» **Information supplied**:
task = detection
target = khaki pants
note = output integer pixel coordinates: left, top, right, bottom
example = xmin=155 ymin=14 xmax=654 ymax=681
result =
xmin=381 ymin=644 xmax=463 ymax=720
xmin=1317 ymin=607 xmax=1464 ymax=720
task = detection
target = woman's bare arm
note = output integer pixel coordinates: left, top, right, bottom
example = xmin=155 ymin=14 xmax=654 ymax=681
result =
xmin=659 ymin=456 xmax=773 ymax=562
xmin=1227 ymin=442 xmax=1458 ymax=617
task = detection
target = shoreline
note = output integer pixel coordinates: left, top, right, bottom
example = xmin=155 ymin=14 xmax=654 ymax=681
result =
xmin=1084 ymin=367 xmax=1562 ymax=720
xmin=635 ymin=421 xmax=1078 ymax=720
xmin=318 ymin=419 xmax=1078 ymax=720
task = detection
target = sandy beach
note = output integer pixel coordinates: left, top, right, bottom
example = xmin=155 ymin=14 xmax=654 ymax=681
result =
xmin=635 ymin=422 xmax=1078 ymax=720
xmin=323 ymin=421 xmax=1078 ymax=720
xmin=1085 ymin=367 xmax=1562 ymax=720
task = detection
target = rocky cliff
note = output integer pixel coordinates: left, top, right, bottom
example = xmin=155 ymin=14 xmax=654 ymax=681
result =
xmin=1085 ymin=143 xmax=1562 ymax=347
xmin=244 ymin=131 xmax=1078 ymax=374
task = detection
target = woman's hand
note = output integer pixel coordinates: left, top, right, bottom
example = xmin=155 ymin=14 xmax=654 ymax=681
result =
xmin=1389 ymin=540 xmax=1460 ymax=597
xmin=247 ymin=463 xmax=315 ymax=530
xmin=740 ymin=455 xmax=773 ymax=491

» **Your goal**: Please reproduce every item above word for word, with no changes.

» **Finished exercise**:
task = detection
target = khaki pants
note = output integer pixel coordinates: left, top, right, bottom
example = xmin=155 ymin=14 xmax=654 ymax=681
result =
xmin=381 ymin=644 xmax=463 ymax=720
xmin=1317 ymin=607 xmax=1464 ymax=720
task = detection
target = woman's bare arm
note = output integer pixel coordinates: left, top, right, bottom
example = xmin=155 ymin=14 xmax=654 ymax=681
result =
xmin=659 ymin=456 xmax=773 ymax=562
xmin=1227 ymin=442 xmax=1458 ymax=617
task = detection
target = shoreline
note = output integer pixel coordinates: left, top, right, bottom
example = xmin=155 ymin=14 xmax=654 ymax=681
result =
xmin=1084 ymin=367 xmax=1562 ymax=720
xmin=635 ymin=421 xmax=1078 ymax=720
xmin=318 ymin=419 xmax=1078 ymax=720
task = detection
target = sandy beach
note = output integer pixel coordinates: left, top, right, bottom
example = xmin=155 ymin=14 xmax=654 ymax=681
result =
xmin=635 ymin=422 xmax=1078 ymax=720
xmin=323 ymin=421 xmax=1078 ymax=720
xmin=1085 ymin=367 xmax=1562 ymax=720
task = detection
target = rocky cliff
note = output integer pixel coordinates: left, top, right, bottom
example = xmin=155 ymin=14 xmax=654 ymax=681
result =
xmin=1085 ymin=143 xmax=1562 ymax=347
xmin=244 ymin=131 xmax=1078 ymax=374
task = detection
target = woman's hand
note = output integer pixel coordinates: left, top, right, bottom
example = xmin=155 ymin=14 xmax=654 ymax=681
result =
xmin=1389 ymin=540 xmax=1460 ymax=597
xmin=247 ymin=463 xmax=315 ymax=530
xmin=740 ymin=455 xmax=773 ymax=491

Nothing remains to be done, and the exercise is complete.